======== RECORDS FOR THIS EXERCISE

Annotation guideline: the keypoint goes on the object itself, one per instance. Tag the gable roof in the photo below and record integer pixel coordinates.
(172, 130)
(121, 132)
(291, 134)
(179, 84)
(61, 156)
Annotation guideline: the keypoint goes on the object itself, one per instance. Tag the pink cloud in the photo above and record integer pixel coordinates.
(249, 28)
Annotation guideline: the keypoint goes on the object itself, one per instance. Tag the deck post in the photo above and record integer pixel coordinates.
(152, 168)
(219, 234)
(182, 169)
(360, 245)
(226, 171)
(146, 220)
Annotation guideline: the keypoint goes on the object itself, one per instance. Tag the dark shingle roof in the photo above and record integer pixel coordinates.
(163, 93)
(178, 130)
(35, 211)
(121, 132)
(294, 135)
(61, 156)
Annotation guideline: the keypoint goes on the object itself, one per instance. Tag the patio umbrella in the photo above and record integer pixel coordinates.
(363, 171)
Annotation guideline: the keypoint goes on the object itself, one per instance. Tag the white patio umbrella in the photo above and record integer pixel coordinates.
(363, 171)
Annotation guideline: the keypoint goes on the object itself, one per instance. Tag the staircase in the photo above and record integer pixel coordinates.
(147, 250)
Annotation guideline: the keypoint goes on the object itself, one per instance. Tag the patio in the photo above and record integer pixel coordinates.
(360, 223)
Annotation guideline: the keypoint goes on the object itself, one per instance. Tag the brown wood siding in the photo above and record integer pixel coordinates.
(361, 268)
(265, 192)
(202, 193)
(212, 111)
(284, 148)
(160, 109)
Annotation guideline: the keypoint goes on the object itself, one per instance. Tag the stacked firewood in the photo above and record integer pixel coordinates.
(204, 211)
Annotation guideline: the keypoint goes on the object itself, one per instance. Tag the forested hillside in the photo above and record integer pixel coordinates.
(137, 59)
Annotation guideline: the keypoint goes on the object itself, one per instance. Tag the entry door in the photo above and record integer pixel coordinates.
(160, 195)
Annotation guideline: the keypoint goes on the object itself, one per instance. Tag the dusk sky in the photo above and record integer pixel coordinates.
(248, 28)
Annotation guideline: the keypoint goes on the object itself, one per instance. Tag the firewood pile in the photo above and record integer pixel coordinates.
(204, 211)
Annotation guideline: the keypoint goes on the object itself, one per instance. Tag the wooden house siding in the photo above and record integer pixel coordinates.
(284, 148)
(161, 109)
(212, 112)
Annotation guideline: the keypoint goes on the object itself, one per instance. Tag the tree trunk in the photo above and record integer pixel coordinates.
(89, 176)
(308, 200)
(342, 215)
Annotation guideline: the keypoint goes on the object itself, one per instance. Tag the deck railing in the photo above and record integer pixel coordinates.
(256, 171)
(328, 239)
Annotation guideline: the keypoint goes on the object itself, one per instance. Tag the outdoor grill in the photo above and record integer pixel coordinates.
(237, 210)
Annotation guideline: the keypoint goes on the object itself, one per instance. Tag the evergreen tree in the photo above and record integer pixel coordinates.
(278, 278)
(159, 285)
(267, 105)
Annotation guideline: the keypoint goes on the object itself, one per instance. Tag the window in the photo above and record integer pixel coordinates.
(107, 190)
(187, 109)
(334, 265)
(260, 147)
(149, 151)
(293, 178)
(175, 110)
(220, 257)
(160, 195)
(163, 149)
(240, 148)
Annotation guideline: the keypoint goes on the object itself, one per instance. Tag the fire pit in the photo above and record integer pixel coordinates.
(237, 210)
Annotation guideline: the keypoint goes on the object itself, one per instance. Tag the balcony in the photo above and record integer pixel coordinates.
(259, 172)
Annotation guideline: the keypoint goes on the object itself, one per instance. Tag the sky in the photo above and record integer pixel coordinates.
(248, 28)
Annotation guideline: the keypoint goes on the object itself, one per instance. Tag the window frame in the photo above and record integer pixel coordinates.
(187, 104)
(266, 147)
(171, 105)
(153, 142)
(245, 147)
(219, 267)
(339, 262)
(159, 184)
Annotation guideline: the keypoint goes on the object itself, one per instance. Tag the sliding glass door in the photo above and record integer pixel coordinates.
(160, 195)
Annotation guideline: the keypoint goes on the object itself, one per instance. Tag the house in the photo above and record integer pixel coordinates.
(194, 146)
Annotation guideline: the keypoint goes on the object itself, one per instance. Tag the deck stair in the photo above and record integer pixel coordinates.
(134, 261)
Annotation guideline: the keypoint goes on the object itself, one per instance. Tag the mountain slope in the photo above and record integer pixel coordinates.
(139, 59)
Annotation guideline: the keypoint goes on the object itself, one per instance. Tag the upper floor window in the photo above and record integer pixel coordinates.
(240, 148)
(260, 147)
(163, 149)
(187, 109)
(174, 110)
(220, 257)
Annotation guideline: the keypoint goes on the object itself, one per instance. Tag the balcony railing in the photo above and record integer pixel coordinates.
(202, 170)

================

WHAT THE EXERCISE ASKS → Your task is to print the whole listing again exactly.

SOLUTION TO THIS EXERCISE →
Annotation guideline: the keypoint goes on the object itself, one per instance. Tag the gable roof in the photo below and record integer pixel coordinates.
(172, 130)
(121, 132)
(291, 134)
(179, 84)
(61, 156)
Annotation guideline: the keypoint goes on the object itself, one per instance. Tag the pink cloud in the photo above and record integer pixel coordinates.
(249, 28)
Annotation guideline: the keypoint goes on the object itself, one per instance. Tag the deck post in the photo above and record integer pixel coordinates.
(152, 168)
(219, 234)
(182, 169)
(360, 245)
(226, 171)
(146, 220)
Annotation guideline: the keypoint goes on the object itself, one per instance. Tag the dark shingle roof in the photo above and record integer pixel coordinates.
(163, 93)
(178, 130)
(35, 211)
(121, 132)
(294, 135)
(61, 156)
Annotation guideline: the keypoint goes on the object itself, one per instance. Tag the patio umbrella in the photo above and record integer pixel coordinates.
(363, 171)
Annotation guideline: the keypoint goes on the object itself, one per instance. Tag the white patio umbrella in the photo above and record integer pixel coordinates.
(363, 171)
Annotation guideline: the keypoint goes on the object itself, one per instance. Tag the staircase in the photo above and record integer pixel coordinates.
(147, 250)
Annotation guideline: the keypoint goes on the object itself, one per instance. Tag the patio in the photo above and record integer pixel coordinates.
(360, 223)
Annotation guideline: the keypoint goes on the object itself, one per instance. Tag the brown wood siding in the photo above and record integer pixel coordinates.
(361, 268)
(265, 192)
(202, 193)
(212, 111)
(284, 148)
(160, 109)
Annotation guideline: the keypoint goes on the object itself, one per instance. Tag the stacked firewood in the photo above and record integer pixel coordinates.
(204, 211)
Annotation guideline: the keypoint goes on the object itself, one per instance. Tag the forested hillside in the photo above and record integer pixel coordinates.
(137, 59)
Annotation guideline: the keypoint goes on the object itself, one per instance. Tag the entry door in the photo above and record integer pixel coordinates.
(160, 195)
Annotation guideline: the keypoint goes on the object itself, one per instance. Tag the dusk sky in the photo above and record integer pixel coordinates.
(248, 28)
Annotation guideline: the keypoint goes on the object itself, one per instance. Tag the firewood pile in the photo above and record integer pixel coordinates.
(204, 211)
Annotation guideline: the keypoint goes on the object itself, one per instance. Tag the wooden house siding in the photo above and record integer pixel coordinates.
(284, 148)
(161, 109)
(212, 112)
Annotation guideline: the keypoint goes on the object itself, one per instance. Tag the tree trunk in the photo above and record integer pixel coordinates.
(89, 176)
(308, 200)
(342, 215)
Annotation guideline: the keypoint goes on the object itself, one per instance. Tag the deck railing in the photo above and record integer pixel coordinates.
(256, 171)
(328, 239)
Annotation guideline: the keypoint goes on the object itself, one per instance. Tag the outdoor grill in the photo above and record integer pixel coordinates.
(237, 210)
Annotation guideline: the keypoint goes on the object itself, one per instance. Tag the evergreen tree in the photo above and record integer pixel coordinates.
(278, 278)
(159, 285)
(267, 105)
Annotation guideline: the keypoint goes on the object itself, one per instance. Tag the window in the photo above and record integer pixel coordinates.
(107, 190)
(187, 109)
(334, 265)
(260, 147)
(149, 151)
(293, 178)
(175, 110)
(220, 257)
(160, 195)
(163, 149)
(240, 148)
Annotation guideline: the keypoint goes on the object itself, one per instance. Tag the fire pit in the photo above and record integer pixel coordinates.
(237, 210)
Annotation guideline: the keypoint goes on the object itself, one per instance. Tag the balcony in the photo above and record integer pixel coordinates.
(259, 172)
Annotation guideline: the keypoint goes on the object itself, one per instance. Tag the sky in the photo above and record integer pixel coordinates.
(248, 28)
Annotation guideline: the keypoint goes on the object itself, one per instance. Tag the window frame in the photo above and record integer pixel coordinates.
(187, 104)
(266, 147)
(171, 105)
(153, 142)
(245, 147)
(219, 267)
(339, 262)
(159, 184)
Annotation guideline: the keypoint goes on the object itself, one per instance. Tag the sliding glass door in the photo above and record integer pixel coordinates.
(160, 195)
Annotation guideline: the keypoint goes on the object itself, one per instance. Tag the house in the photo above and record integer pixel coordinates.
(194, 146)
Annotation guideline: the keypoint goes on the object itself, one per instance. Tag the deck stair in the photo above and record integer pixel coordinates.
(134, 261)
Annotation guideline: the keypoint goes on the object itself, one per instance. Tag the mountain slope in the photo above and record integer pixel coordinates.
(139, 59)
Annotation guideline: the keypoint goes on the object itself, one per instance. Tag the upper floor window in the photo above and record integer pixel coordinates.
(240, 148)
(260, 147)
(163, 149)
(187, 109)
(174, 110)
(220, 257)
Annotation guideline: the keypoint goes on the object itself, one per instance. Tag the balcony railing in the photo above and record integer pixel coordinates.
(202, 170)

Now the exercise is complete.